What to produce: The whole set of entries is to be restated word for word.

Exercise input:
▼

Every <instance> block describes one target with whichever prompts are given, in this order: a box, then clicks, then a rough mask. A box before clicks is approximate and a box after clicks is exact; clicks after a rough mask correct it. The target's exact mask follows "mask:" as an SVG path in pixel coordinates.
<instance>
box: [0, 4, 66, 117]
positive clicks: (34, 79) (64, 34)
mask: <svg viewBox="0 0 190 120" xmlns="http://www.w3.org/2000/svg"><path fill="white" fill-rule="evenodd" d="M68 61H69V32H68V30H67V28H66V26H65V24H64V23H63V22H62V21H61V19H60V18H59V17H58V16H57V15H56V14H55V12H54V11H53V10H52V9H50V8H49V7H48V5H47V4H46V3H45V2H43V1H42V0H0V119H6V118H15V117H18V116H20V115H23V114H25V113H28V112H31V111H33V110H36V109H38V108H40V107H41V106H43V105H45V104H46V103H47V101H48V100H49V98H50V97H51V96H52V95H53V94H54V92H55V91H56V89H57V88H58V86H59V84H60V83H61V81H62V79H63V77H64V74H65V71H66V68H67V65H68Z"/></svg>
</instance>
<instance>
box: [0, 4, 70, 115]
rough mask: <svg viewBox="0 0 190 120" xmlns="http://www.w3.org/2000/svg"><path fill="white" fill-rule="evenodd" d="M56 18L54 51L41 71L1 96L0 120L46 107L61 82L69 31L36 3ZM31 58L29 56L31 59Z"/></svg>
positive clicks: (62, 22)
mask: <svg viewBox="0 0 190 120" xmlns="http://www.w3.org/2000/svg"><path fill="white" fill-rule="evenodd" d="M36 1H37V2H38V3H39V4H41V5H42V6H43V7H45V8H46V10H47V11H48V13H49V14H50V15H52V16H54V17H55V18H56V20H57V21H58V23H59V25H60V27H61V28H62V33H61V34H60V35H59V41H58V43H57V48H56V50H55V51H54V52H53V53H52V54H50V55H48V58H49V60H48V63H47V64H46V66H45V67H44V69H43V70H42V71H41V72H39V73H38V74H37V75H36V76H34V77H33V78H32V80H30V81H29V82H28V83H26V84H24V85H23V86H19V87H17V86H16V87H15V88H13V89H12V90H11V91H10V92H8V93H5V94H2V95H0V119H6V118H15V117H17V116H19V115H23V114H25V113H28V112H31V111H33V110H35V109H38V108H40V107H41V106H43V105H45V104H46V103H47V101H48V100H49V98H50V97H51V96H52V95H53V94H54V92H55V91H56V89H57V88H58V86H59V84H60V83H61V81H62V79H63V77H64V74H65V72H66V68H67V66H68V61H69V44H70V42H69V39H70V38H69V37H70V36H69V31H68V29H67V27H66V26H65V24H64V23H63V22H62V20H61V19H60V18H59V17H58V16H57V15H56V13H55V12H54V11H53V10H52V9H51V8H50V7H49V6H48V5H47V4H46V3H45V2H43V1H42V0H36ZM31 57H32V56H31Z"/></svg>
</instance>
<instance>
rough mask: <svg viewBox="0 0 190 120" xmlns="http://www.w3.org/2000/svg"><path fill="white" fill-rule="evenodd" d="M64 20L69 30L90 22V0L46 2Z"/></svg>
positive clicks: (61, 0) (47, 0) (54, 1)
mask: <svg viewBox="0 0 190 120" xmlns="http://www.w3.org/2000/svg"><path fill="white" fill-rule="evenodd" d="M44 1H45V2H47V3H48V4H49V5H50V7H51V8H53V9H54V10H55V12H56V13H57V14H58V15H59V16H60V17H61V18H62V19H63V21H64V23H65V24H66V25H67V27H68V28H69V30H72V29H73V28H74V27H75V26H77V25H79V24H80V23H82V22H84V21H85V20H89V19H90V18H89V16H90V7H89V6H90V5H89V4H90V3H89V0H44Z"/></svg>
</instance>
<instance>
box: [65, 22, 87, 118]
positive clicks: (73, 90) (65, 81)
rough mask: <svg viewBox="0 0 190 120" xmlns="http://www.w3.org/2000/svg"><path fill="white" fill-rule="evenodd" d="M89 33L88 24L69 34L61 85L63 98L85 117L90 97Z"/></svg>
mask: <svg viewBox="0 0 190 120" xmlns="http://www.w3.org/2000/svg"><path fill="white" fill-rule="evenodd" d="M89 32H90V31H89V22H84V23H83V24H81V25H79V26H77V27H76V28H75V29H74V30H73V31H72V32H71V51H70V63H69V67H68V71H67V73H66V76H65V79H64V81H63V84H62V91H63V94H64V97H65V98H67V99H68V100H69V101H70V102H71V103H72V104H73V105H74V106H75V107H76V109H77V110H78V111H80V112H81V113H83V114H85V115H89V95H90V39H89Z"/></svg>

▲

Response area:
Every <instance> block describes one target with whichever prompts are given, in this order: a box, then clicks, then a rough mask. A box before clicks is approximate and a box after clicks is exact; clicks after a rough mask correct it. The target's exact mask follows "mask:" as an SVG path in pixel coordinates.
<instance>
box: [0, 4, 66, 117]
positive clicks: (34, 79) (64, 34)
mask: <svg viewBox="0 0 190 120" xmlns="http://www.w3.org/2000/svg"><path fill="white" fill-rule="evenodd" d="M68 61H69V32H68V30H67V28H66V26H65V24H64V23H63V22H62V21H61V19H60V18H59V17H58V16H57V15H56V14H55V12H54V11H53V10H52V9H50V8H49V7H48V5H47V4H46V3H45V2H43V1H42V0H0V119H6V118H15V117H18V116H20V115H23V114H25V113H28V112H31V111H33V110H36V109H38V108H40V107H41V106H43V105H45V104H46V103H47V101H48V100H49V98H50V97H51V96H52V95H53V94H54V92H55V91H56V89H57V88H58V86H59V84H60V83H61V81H62V79H63V77H64V74H65V71H66V68H67V65H68Z"/></svg>
</instance>
<instance>
box: [0, 4, 70, 115]
rough mask: <svg viewBox="0 0 190 120" xmlns="http://www.w3.org/2000/svg"><path fill="white" fill-rule="evenodd" d="M56 18L54 51L41 71L1 96L0 120L46 107L61 82L69 31L36 3ZM31 58L29 56L31 59Z"/></svg>
positive clicks: (62, 22)
mask: <svg viewBox="0 0 190 120" xmlns="http://www.w3.org/2000/svg"><path fill="white" fill-rule="evenodd" d="M36 1H37V2H38V3H39V4H41V5H42V6H43V7H45V8H46V10H47V11H48V13H49V14H50V15H52V16H54V17H55V18H56V20H57V21H58V23H59V25H60V27H61V28H62V33H61V34H60V35H59V41H58V43H57V48H56V50H55V51H54V52H53V53H52V54H50V55H48V58H49V60H48V63H47V64H46V66H45V67H44V69H43V70H42V71H41V72H39V73H38V74H37V75H36V76H34V77H33V78H32V80H30V81H29V82H28V83H26V84H24V85H23V86H19V87H17V86H16V87H15V88H13V89H12V90H11V91H10V92H8V93H5V94H2V95H0V119H6V118H15V117H17V116H19V115H23V114H25V113H28V112H31V111H33V110H35V109H38V108H40V107H41V106H43V105H45V104H46V103H47V101H48V100H49V98H50V97H51V96H52V95H53V94H54V92H55V91H56V89H57V88H58V86H59V84H60V83H61V81H62V79H63V77H64V74H65V72H66V68H67V66H68V61H69V44H70V42H69V39H70V38H69V37H70V36H69V31H68V29H67V27H66V26H65V24H64V23H63V22H62V20H61V19H60V18H59V17H58V16H57V15H56V13H55V12H54V11H53V10H52V9H51V8H50V7H49V6H48V5H47V4H46V3H45V2H43V1H42V0H36ZM31 57H32V56H31Z"/></svg>
</instance>
<instance>
rough mask: <svg viewBox="0 0 190 120" xmlns="http://www.w3.org/2000/svg"><path fill="white" fill-rule="evenodd" d="M64 20L69 30L90 22V0L46 2Z"/></svg>
positive clicks: (61, 0) (47, 0) (54, 1)
mask: <svg viewBox="0 0 190 120" xmlns="http://www.w3.org/2000/svg"><path fill="white" fill-rule="evenodd" d="M44 1H45V2H47V3H48V4H49V5H50V7H51V8H53V9H54V10H55V12H56V13H57V14H58V15H59V16H60V17H61V18H62V19H63V21H64V23H65V24H66V25H67V27H68V28H69V30H72V29H73V28H74V27H75V26H77V25H79V24H80V23H82V22H84V21H85V20H89V19H90V18H89V16H90V7H89V6H90V5H89V4H90V3H89V0H44Z"/></svg>
</instance>
<instance>
box: [65, 22, 87, 118]
positive clicks: (73, 90) (65, 81)
rough mask: <svg viewBox="0 0 190 120" xmlns="http://www.w3.org/2000/svg"><path fill="white" fill-rule="evenodd" d="M89 33L88 24L69 34L61 85L63 98L85 117L90 97Z"/></svg>
mask: <svg viewBox="0 0 190 120" xmlns="http://www.w3.org/2000/svg"><path fill="white" fill-rule="evenodd" d="M89 32H90V31H89V22H84V23H83V24H81V25H79V26H77V27H76V28H75V29H74V30H73V31H72V32H71V51H70V63H69V67H68V71H67V73H66V76H65V79H64V81H63V84H62V91H63V94H64V97H65V98H67V99H68V100H69V101H70V102H71V103H72V104H73V105H74V106H75V107H76V109H77V110H78V111H80V112H81V113H83V114H85V115H89V95H90V39H89Z"/></svg>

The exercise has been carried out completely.